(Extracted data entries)
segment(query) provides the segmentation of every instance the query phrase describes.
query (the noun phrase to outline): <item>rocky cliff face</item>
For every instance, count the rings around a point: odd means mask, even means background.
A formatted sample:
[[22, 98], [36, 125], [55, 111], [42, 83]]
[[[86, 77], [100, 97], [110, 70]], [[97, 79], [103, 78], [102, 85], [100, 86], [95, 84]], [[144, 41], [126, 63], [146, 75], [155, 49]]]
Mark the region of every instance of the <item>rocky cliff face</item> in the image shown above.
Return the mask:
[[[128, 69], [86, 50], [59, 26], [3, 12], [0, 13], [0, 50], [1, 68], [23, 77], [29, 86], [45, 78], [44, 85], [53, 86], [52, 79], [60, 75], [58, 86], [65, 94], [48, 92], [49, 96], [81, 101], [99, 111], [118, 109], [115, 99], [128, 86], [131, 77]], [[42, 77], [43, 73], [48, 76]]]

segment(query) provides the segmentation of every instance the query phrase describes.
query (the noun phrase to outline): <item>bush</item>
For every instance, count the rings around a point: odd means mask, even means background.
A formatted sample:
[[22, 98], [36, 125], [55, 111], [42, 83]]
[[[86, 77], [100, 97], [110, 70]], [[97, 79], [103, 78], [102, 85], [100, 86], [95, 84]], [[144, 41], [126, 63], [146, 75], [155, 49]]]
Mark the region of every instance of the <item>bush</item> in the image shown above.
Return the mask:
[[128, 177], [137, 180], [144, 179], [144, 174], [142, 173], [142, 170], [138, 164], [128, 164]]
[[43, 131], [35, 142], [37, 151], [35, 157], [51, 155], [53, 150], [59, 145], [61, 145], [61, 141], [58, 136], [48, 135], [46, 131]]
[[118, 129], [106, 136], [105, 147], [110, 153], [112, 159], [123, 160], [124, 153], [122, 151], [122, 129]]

- **Requirement**
Please reproduce every line of the records above without any change.

- **Final result**
segment(query) provides the segmentation of every instance the query phrase describes.
query (the noun phrase to outline): <item>rocky cliff face</item>
For every instance, count the rings around a point: odd means mask, even means background.
A formatted sample:
[[22, 98], [36, 125], [55, 111], [42, 83]]
[[[86, 77], [100, 97], [110, 70]], [[97, 79], [103, 78], [102, 85], [100, 86], [95, 84]], [[144, 41], [126, 63], [146, 75], [155, 49]]]
Mark the region of every instance of the <item>rocky cliff face</item> in the image shown above.
Return the mask:
[[[128, 69], [86, 50], [59, 26], [3, 12], [0, 13], [0, 50], [1, 68], [23, 77], [29, 86], [45, 78], [44, 85], [53, 86], [52, 79], [60, 75], [58, 86], [65, 94], [48, 92], [49, 96], [81, 101], [99, 111], [118, 109], [115, 99], [128, 86], [131, 77]], [[42, 77], [43, 73], [48, 76]]]

segment(query) provides the segmentation of every instance the query phrase describes.
query (the noun phrase to outline): <item>bush</item>
For every instance, count the rings around a point: odd means mask, even means background.
A formatted sample:
[[22, 98], [36, 125], [55, 111], [42, 83]]
[[[86, 77], [100, 97], [110, 70]], [[97, 79], [103, 78], [102, 85], [100, 86], [95, 84]], [[144, 41], [126, 63], [146, 75], [155, 49]]]
Mark the region of every instance of the <item>bush</item> in the image shown above.
Return the mask:
[[128, 177], [137, 180], [144, 179], [144, 174], [142, 173], [142, 170], [138, 164], [128, 164]]
[[43, 131], [35, 142], [37, 151], [35, 157], [51, 155], [53, 150], [59, 145], [61, 145], [61, 141], [58, 136], [48, 135], [46, 131]]
[[118, 129], [106, 136], [105, 147], [110, 153], [112, 159], [123, 160], [124, 153], [122, 151], [122, 129]]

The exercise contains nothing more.